Retype the data that follows with no alterations, please.

-- Opening Marker --

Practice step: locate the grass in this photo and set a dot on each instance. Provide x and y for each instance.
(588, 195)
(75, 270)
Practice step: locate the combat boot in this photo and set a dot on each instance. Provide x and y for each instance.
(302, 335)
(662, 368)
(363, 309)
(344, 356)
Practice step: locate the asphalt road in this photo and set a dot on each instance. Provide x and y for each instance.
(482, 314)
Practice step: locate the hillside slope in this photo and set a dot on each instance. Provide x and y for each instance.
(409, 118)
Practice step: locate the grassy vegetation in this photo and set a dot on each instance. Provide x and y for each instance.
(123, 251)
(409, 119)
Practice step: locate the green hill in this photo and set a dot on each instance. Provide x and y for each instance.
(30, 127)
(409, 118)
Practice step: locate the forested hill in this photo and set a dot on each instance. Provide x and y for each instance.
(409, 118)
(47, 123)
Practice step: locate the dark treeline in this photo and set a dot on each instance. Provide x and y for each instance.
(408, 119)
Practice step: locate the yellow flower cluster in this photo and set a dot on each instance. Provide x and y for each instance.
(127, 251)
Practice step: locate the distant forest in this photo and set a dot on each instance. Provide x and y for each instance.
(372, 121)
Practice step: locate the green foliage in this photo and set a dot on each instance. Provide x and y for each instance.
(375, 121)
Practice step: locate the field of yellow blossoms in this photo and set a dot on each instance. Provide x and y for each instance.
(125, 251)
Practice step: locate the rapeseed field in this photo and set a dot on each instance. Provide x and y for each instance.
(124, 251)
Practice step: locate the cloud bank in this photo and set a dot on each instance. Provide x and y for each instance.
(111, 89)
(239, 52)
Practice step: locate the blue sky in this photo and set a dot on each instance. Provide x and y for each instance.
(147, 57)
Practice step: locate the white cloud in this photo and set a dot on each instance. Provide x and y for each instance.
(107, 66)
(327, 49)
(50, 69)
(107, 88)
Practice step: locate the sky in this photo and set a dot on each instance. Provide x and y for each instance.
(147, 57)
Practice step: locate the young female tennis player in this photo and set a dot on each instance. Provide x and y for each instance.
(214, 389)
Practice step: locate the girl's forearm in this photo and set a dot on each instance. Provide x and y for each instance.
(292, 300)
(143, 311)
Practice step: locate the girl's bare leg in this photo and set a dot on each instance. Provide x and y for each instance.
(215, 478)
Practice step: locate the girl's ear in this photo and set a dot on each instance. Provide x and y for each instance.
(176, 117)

-- Closing Marker --

§ Task solution
Practice step: locate the grass in this photo and set a dot on each instance. Provide x and y for each instance.
(588, 195)
(75, 270)
Practice step: locate the combat boot in this photo and set a dot on each instance. Provide x and y for each instance.
(302, 335)
(662, 368)
(363, 309)
(344, 356)
Practice step: locate the asphalt road in this photo and set a dot on each instance. Provide x and y for each instance.
(482, 314)
Practice step: locate the hillside slope in this photo and set a dot on each instance. Provide x and y for each instance.
(409, 118)
Practice step: locate the grassy vegetation in this photo and set a dot on each instance. Provide x and y for each instance.
(123, 251)
(409, 119)
Practice step: locate the green hill in this photo and set a dot on each instance. Provide x and y for each instance.
(30, 127)
(409, 118)
Practice step: locate the forested hill in this photo and set a dot on each instance. Provide x and y for each instance.
(409, 118)
(47, 123)
Practice step: locate the dark treeline in this photo and set a dot on each instance. Provide x and y for each instance.
(408, 119)
Practice step: locate the yellow flower cluster in this photo and set a dot on each instance. Provide x and y for each instance.
(127, 251)
Practice step: locate the distant forest in this photo and set a dot on each instance. Provide x and y for each instance.
(372, 121)
Practice step: locate the green foliage in this photo and set a dot on each instance. Provide x and y for each instance.
(375, 121)
Practice step: locate the field of yellow blossoms in this photo and set a dot on each instance. Provide x and y for each instance.
(125, 251)
Practice step: locate the rapeseed field in this photo and set a dot on each instance. Provide x and y for each instance.
(124, 251)
Practice step: locate the cloud bank in this photo and set a dot on each instance. Provide x and y for each instance.
(111, 89)
(239, 52)
Practice step: locate the blue sky in this photo and set a dot on each instance. Provide x and y for each instance.
(147, 57)
Practice step: locate the white cloud in this photo and set a dot on each instance. Provide x and y for each instance.
(107, 66)
(327, 49)
(50, 69)
(107, 88)
Practice step: locate the sky in this photo and set a dot on each instance. Provide x and y for each instance.
(147, 57)
Practice step: locate the young female tennis player in this photo and set a dot on each instance. Provide x and y for each instance.
(214, 389)
Practice step: locate the girl's forearm in this photo and set a dot on each instance. Provide x and y for each instance.
(292, 300)
(143, 311)
Practice step: locate the girl's bare leg in this photo and set a dot on each instance. Provide x and y for each instance.
(215, 478)
Practice step: locate the girl's ear in this photo and set a dot on each instance. Provide x and y for each instance.
(176, 117)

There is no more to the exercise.